*** Begin section ***

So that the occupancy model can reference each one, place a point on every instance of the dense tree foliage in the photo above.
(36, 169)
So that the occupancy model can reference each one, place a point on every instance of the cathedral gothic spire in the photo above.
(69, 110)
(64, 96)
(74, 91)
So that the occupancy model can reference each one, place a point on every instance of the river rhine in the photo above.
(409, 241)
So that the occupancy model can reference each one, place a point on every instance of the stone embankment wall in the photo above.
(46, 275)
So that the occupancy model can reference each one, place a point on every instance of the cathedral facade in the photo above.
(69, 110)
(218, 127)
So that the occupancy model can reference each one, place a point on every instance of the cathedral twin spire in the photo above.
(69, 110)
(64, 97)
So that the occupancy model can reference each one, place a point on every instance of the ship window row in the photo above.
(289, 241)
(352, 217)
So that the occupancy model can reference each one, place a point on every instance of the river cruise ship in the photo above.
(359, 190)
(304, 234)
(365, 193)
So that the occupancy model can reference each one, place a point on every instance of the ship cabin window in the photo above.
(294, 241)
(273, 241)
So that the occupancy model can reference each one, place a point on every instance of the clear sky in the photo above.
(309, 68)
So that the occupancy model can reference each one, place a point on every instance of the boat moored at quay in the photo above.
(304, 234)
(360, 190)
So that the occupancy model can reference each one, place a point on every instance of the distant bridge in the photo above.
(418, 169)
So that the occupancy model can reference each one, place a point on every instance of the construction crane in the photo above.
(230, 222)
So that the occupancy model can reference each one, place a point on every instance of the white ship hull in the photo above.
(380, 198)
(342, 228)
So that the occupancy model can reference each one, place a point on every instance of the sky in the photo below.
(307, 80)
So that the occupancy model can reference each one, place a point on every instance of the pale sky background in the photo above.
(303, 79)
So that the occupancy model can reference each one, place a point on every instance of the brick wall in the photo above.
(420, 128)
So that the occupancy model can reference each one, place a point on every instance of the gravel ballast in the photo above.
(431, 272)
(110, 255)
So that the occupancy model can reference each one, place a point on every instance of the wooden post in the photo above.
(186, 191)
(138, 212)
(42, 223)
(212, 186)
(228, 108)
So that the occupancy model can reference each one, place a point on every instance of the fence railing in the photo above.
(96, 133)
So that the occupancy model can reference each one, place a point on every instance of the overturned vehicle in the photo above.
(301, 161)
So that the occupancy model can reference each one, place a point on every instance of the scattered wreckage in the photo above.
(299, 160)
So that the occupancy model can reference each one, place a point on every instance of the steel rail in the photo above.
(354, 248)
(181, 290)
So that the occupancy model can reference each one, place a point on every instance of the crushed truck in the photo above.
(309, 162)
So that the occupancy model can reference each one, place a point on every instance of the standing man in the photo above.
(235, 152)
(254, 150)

*** End section ***

§ **What the exercise asks**:
Every line of data must be returned unchanged.

§ **Response to this task**:
So that the occupancy model can reference each one, place a point on every instance of the dense tree foliage in the photo above.
(36, 169)
So that the occupancy model can reference each one, place a point on every instance of the cathedral gothic spire in the photo above.
(69, 110)
(64, 96)
(74, 91)
So that the occupancy model can reference each one, place a point on every instance of the river rhine in the photo above.
(409, 241)
So that the occupancy model can reference each one, place a point on every instance of the stone embankment wall in the photo above.
(46, 275)
So that the occupancy model can reference each one, place a point on every instance of the cathedral facade in the photo above.
(69, 110)
(218, 127)
So that the occupancy model can reference each one, place a point on every instance of the cathedral twin spire in the photo above.
(69, 110)
(64, 97)
So that the occupancy model can reference each one, place a point on every instance of the ship window row in the photo above.
(289, 241)
(352, 217)
So that the occupancy model can reference each one, place a point on every instance of the river cruise ship in the photo above.
(359, 190)
(304, 234)
(365, 193)
So that the occupancy model can reference each one, place a point on every instance of the ship cabin window in the photo above.
(294, 241)
(273, 241)
So that the occupancy model can reference each one, place a point on every instance of the clear sky in the photo above.
(309, 68)
So that the occupancy model can reference each one, place a point on every instance of the boat moored at quay in the photo above.
(304, 234)
(360, 190)
So that the occupancy model can reference each one, place a point on every instance of the distant bridge in the photo above.
(418, 169)
So that the occupancy model can reference each one, place a point on every instance of the construction crane in the photo above.
(230, 222)
So that the occupancy model can reference each one, place a point on every instance of the white ship hull in the photo above.
(380, 198)
(342, 228)
So that the occupancy model can reference each one, place a point on every instance of the sky in the photo below.
(307, 80)
So that the occupancy model can reference each one, place a point on every instance of the pale sky background in the photo above.
(303, 79)
So that the occupancy model can reference each one, place a point on every instance of the brick wall in the photo above.
(420, 128)
So that the occupancy model can reference each one, place a point on every instance of the gravel ballast in the photo above.
(431, 272)
(110, 255)
So that the occupancy model can reference each one, place a point on every instance of the wooden post in the photo above.
(186, 191)
(138, 212)
(42, 223)
(212, 186)
(228, 108)
So that the occupancy model can reference each one, place a point on every instance of the fence railing in the photo above.
(96, 133)
So that the occupancy model can reference each one, place a point on every instance of the overturned vehicle in the photo above.
(301, 161)
So that the occupancy model can reference each one, place a point on every instance of the scattered wreckage in the photo above.
(299, 160)
So that the occupancy model can reference each one, place a point on every instance of the steel rail in the photo above.
(354, 248)
(181, 290)
So that the occupancy model can reference each one, place a point on every instance of the crushed truck in the photo above.
(309, 162)
So that the occupancy model can reference each one, place a point on every instance of the standing man in the photo above.
(235, 152)
(254, 150)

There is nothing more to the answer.